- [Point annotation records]
— Start —

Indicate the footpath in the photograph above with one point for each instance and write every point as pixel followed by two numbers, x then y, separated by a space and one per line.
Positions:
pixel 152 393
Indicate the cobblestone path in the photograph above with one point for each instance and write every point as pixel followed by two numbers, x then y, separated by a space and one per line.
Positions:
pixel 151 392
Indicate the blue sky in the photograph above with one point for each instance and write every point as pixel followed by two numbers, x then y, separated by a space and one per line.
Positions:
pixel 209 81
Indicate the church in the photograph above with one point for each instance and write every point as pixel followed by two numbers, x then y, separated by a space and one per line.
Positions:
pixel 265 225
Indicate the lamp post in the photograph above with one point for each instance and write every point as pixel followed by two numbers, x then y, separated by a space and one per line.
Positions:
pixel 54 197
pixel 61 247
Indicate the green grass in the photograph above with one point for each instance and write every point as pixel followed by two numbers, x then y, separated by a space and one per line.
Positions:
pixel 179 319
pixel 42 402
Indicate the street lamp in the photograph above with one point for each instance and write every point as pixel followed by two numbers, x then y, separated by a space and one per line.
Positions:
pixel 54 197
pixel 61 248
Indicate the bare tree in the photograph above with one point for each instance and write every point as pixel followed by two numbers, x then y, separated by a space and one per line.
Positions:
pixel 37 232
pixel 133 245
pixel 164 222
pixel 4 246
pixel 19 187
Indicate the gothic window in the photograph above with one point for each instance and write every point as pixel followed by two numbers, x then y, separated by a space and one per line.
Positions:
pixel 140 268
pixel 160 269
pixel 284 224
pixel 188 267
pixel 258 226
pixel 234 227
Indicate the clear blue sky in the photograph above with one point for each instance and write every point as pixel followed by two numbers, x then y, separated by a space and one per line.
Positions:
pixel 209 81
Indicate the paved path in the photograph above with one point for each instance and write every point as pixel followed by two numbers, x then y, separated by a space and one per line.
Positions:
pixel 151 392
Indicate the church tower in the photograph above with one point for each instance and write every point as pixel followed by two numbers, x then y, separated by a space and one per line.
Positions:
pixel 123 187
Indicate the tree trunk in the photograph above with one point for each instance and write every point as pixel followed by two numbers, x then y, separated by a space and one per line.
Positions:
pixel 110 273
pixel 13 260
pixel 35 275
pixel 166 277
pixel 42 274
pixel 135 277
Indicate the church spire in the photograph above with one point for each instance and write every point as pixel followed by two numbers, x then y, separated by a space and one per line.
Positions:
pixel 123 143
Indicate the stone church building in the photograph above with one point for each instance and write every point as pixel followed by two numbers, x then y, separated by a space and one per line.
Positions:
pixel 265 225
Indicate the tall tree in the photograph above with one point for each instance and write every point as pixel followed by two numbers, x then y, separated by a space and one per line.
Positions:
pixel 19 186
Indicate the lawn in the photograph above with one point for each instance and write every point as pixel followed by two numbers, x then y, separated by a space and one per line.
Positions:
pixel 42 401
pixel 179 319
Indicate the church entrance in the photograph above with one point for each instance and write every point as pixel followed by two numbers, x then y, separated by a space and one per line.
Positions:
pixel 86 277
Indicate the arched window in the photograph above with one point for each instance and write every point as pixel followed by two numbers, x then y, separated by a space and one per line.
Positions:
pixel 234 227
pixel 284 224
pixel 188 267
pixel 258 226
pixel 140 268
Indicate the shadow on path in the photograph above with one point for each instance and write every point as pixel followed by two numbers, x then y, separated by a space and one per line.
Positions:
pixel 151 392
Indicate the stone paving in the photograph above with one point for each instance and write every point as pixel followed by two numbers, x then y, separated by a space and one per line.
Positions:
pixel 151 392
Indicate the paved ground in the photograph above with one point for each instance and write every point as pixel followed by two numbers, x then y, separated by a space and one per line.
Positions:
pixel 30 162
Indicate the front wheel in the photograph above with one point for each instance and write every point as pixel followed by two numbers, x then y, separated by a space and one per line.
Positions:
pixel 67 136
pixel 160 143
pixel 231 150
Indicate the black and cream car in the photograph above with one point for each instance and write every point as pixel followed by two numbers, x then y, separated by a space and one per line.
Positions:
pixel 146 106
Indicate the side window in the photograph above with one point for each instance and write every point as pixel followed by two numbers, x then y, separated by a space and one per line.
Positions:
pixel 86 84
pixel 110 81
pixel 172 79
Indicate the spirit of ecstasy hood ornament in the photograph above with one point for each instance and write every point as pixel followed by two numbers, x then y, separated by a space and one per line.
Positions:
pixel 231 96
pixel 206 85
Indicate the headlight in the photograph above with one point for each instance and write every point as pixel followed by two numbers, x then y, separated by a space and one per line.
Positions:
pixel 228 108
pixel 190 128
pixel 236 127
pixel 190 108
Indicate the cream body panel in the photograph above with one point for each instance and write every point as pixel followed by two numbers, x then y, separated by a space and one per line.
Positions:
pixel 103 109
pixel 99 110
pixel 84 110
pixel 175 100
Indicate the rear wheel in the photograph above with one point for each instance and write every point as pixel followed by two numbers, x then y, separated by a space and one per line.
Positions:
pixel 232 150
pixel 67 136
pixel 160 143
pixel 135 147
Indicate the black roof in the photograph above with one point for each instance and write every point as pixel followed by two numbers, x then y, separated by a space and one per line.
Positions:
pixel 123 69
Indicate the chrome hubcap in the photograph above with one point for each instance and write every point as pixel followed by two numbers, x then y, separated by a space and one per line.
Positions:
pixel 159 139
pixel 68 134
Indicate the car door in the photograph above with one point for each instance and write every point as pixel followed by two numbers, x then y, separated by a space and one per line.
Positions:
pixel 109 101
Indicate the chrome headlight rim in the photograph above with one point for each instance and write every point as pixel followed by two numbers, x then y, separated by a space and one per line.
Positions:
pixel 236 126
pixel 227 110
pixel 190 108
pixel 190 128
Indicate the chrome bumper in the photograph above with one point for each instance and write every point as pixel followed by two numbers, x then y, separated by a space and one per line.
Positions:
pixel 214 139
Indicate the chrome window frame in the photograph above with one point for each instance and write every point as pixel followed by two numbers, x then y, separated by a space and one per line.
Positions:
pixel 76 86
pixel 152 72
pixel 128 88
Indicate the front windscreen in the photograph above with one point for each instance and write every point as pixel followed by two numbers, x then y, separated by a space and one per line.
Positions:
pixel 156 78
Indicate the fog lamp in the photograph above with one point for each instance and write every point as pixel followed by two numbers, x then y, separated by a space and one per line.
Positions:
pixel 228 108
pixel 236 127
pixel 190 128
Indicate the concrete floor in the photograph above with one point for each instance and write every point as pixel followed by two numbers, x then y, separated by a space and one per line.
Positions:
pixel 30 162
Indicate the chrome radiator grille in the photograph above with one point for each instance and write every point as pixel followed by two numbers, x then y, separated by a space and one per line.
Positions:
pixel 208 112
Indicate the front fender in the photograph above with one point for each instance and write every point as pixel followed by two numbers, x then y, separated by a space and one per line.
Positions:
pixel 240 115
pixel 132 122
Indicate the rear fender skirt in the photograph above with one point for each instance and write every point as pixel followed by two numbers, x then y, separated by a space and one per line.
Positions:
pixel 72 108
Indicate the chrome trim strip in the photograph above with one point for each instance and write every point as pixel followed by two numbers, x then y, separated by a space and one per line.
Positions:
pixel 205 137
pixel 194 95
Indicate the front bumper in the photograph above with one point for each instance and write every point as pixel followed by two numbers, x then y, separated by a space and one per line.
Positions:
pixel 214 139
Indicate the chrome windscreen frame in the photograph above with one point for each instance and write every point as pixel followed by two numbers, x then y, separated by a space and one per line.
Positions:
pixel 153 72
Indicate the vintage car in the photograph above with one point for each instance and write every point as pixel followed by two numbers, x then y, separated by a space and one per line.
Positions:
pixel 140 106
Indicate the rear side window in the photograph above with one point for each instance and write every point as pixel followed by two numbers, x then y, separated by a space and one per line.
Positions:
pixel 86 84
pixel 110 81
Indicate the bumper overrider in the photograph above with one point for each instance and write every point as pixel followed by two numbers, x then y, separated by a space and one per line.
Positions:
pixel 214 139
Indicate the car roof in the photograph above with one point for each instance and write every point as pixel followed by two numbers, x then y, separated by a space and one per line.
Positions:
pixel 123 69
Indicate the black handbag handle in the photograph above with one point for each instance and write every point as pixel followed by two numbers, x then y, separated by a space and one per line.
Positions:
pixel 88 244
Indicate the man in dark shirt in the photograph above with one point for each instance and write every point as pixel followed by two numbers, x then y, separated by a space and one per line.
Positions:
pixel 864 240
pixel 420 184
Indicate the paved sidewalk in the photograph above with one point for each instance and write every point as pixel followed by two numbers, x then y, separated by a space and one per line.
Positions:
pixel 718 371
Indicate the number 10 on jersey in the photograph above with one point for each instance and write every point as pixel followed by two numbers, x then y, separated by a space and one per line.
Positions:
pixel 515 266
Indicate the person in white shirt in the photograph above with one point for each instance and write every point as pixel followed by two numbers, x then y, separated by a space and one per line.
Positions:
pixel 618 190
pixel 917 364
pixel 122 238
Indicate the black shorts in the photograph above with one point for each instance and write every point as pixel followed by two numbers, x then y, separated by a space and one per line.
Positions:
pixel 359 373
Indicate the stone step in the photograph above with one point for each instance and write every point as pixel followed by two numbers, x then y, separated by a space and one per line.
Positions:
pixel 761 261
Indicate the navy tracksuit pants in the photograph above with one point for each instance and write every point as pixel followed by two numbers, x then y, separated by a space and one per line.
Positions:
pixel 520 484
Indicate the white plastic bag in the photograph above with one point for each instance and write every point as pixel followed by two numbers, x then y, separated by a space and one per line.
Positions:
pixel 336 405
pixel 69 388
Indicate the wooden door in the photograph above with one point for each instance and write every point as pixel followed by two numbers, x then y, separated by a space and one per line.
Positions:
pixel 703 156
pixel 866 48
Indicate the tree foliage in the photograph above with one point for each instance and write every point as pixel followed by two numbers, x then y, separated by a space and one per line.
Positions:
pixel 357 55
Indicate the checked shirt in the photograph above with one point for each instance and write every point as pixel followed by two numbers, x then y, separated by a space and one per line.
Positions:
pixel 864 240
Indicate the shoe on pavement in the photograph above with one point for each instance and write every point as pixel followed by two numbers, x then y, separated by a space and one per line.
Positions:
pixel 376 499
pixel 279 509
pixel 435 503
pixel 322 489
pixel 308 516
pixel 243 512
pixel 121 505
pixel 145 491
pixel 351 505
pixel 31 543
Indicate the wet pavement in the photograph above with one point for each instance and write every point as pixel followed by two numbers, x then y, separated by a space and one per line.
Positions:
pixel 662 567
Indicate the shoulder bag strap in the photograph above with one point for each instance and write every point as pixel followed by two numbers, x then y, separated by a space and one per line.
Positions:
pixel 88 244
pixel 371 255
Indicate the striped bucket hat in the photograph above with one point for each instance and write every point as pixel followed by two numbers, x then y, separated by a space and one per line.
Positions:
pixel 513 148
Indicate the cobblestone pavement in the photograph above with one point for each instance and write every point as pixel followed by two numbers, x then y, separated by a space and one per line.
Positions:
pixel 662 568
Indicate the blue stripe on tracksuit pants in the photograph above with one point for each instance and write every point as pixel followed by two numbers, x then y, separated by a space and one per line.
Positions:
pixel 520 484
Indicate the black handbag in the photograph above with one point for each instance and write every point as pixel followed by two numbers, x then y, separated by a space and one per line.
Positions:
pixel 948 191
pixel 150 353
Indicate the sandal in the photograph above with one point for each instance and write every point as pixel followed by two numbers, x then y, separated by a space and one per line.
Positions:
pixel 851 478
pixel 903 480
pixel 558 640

— End —

- [To be done]
Lay out the items starting with the line containing "Indicate the lawn" and going on through the line containing "pixel 172 79" as a two-column CSV with the columns label_text and points. Give one row per item, put each value in a single quoted field, and turn any line breaks into spaces.

- [Reply]
label_text,points
"Indicate the lawn in the photograph above with one point for each instance and write every point as pixel followed by two numbers, x then y, separated by a space and one per line. Positions:","pixel 42 401 pixel 179 319"
"Indicate the church entrance in the photograph above with one point for each instance and write every point as pixel followed by two numbers, x then y, separated by a space and one per line. Positions:","pixel 86 277"
"Indicate the arched window in the photograph above with one point for each instance and write every point as pixel followed by two numbers, x then y, separated by a space and one per line. Positions:","pixel 234 227 pixel 284 224 pixel 188 267 pixel 258 226 pixel 140 268"
"Indicate the shadow on path in the photograph above with one point for each instance and write every point as pixel followed by two numbers, x then y, separated by a space and one per line. Positions:","pixel 151 392"
"Indicate the stone paving in the photograph above with one point for each instance and write every point as pixel followed by two numbers, x then y, separated by a space and one per line. Positions:","pixel 151 392"
"Indicate the paved ground in the photograph above with one point for each instance and write every point as pixel followed by two numbers, x then y, separated by a space and one per line. Positions:","pixel 30 162"
"Indicate the front wheel in the photograph above with one point for each instance and write every point as pixel followed by two numbers, x then y, separated by a space and one per line. Positions:","pixel 67 136 pixel 160 143 pixel 231 150"
"Indicate the black and cream car in the photograph above with one point for each instance and write every point as pixel followed by two numbers, x then y, separated by a space and one per line. Positions:","pixel 146 106"
"Indicate the side window in the photograph above with one point for each instance and write every point as pixel followed by two numbers, x then y, separated by a space and one per line. Positions:","pixel 86 84 pixel 110 81 pixel 172 79"